Records for this task:

■ ■ ■ ■ ■ ■ ■

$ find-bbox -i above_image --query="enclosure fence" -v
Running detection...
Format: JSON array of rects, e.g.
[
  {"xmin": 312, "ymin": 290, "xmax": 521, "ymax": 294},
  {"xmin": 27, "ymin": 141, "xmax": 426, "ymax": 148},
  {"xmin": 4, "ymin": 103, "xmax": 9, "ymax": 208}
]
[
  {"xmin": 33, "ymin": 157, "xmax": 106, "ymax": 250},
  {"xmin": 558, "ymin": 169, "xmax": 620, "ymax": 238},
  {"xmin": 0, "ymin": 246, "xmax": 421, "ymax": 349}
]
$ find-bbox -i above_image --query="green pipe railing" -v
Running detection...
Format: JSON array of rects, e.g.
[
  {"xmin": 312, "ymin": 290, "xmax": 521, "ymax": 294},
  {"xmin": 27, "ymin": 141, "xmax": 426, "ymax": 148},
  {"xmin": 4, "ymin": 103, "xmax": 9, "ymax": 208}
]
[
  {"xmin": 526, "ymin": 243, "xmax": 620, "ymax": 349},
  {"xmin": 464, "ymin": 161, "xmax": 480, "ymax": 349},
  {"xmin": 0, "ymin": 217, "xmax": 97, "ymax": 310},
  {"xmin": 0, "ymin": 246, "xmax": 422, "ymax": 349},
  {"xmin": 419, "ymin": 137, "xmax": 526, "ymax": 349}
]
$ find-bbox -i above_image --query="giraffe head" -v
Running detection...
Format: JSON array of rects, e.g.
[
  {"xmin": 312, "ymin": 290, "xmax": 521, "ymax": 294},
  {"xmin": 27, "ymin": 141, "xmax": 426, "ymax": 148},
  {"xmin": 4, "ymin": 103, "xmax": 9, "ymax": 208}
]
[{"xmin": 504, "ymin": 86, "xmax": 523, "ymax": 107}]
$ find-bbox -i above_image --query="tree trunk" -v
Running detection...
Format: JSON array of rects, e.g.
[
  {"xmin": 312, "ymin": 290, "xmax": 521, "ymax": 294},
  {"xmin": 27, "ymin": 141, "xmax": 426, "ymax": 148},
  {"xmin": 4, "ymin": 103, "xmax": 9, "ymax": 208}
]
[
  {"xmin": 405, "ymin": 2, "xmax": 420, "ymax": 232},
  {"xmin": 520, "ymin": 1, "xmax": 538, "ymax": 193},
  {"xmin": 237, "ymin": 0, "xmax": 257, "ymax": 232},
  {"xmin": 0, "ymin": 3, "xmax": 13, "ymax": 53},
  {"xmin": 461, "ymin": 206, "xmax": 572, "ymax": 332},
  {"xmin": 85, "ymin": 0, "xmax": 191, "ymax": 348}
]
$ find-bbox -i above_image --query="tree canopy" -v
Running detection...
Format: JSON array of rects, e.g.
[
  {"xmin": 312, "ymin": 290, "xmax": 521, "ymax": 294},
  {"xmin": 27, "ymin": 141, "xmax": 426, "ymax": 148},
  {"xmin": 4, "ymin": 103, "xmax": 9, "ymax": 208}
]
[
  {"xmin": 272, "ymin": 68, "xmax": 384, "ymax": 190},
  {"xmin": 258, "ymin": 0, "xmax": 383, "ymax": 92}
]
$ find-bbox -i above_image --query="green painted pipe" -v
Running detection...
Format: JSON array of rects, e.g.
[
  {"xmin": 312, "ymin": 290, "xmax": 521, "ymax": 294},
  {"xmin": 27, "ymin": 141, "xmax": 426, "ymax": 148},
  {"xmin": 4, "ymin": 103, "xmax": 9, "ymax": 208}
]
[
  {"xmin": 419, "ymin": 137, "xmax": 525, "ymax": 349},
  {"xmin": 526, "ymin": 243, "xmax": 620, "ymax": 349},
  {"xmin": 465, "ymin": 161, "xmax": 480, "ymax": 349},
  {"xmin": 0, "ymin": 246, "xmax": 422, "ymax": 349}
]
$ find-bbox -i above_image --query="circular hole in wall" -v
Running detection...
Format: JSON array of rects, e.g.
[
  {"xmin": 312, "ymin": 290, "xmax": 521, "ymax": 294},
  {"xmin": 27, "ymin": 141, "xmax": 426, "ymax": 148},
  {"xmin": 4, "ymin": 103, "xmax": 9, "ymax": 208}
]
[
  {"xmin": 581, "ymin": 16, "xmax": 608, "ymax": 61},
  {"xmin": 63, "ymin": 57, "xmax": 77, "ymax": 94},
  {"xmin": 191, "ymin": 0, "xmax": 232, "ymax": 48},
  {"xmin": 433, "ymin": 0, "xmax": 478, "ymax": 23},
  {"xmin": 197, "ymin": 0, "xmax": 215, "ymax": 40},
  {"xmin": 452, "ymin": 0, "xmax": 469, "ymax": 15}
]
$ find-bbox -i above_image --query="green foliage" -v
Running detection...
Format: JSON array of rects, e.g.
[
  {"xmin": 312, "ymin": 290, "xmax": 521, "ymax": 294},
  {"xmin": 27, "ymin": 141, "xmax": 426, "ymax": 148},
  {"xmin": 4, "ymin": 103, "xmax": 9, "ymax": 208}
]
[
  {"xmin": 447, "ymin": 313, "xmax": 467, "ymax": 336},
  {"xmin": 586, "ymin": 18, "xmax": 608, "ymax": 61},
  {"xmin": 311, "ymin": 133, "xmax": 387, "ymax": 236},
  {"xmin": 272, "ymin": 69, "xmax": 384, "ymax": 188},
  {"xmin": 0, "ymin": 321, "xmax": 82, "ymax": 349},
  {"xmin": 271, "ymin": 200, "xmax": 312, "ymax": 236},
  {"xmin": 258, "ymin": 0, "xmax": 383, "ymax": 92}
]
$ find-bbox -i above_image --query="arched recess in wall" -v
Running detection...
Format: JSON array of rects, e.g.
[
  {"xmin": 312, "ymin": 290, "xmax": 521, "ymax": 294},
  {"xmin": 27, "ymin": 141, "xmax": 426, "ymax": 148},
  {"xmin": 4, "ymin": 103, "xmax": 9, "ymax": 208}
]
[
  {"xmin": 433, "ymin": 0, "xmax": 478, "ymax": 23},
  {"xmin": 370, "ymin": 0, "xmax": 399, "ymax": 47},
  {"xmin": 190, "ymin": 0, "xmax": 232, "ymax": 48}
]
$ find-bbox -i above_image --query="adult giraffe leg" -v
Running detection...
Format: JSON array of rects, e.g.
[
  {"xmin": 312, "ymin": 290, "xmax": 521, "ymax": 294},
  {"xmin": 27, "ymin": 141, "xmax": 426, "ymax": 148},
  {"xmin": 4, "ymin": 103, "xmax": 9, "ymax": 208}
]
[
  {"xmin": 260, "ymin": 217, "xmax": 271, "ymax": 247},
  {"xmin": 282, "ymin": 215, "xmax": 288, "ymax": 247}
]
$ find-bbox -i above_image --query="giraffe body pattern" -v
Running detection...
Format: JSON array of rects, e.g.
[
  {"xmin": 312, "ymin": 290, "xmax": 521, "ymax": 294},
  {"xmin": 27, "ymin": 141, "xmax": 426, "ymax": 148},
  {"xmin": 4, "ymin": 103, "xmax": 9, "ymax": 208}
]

■ ■ ■ ■ ■ ■ ■

Pick out each line in the items above that contains the word "query" and copy those lines in full. Matching is case-sensitive.

Solution to the exercise:
$ find-bbox -i above_image --query="enclosure fence" -v
$ find-bbox -i above_image --query="green pipe railing" -v
$ find-bbox -i above_image --query="giraffe head" -v
$ find-bbox -i above_image --query="tree trunk" -v
$ find-bbox -i above_image --query="tree canopy" -v
$ find-bbox -i above_image --query="green painted pipe" -v
$ find-bbox -i above_image --query="circular hole in wall" -v
$ find-bbox -i above_image --query="green foliage" -v
$ find-bbox -i above_image --query="arched recess in wall" -v
$ find-bbox -i above_image --query="adult giraffe leg" -v
$ find-bbox -i above_image --query="giraffe body pattern" -v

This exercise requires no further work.